INSTRUCTIONS FOR THE TASK:
Copy out the lines below word for word, with no changes.

AVAILABLE RECORDS:
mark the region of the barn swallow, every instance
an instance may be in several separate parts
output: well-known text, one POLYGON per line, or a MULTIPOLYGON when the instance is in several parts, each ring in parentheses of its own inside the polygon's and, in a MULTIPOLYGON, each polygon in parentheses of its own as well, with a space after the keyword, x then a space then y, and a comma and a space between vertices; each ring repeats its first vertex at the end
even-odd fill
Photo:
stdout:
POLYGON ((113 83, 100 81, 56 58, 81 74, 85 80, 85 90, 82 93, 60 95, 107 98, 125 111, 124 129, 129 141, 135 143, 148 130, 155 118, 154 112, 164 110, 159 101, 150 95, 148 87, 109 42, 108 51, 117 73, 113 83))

WRITTEN RESPONSE:
mark the region of the barn swallow, every instance
an instance may be in several separate parts
output: well-known text, one POLYGON per line, or a MULTIPOLYGON when the instance is in several parts, each ring in parentheses of its own inside the polygon's and, in a MULTIPOLYGON, each polygon in parentheses of its own as well, with a space after the keyword, x then a space then y, and a comma and a space between vertices; each ring repeats its first vertex at the end
even-odd fill
Photo:
stdout:
POLYGON ((113 83, 100 81, 56 58, 81 74, 85 80, 85 90, 82 93, 60 95, 107 98, 125 111, 124 129, 129 141, 135 143, 148 130, 155 118, 154 112, 164 110, 159 101, 150 95, 148 87, 109 42, 108 51, 117 73, 113 83))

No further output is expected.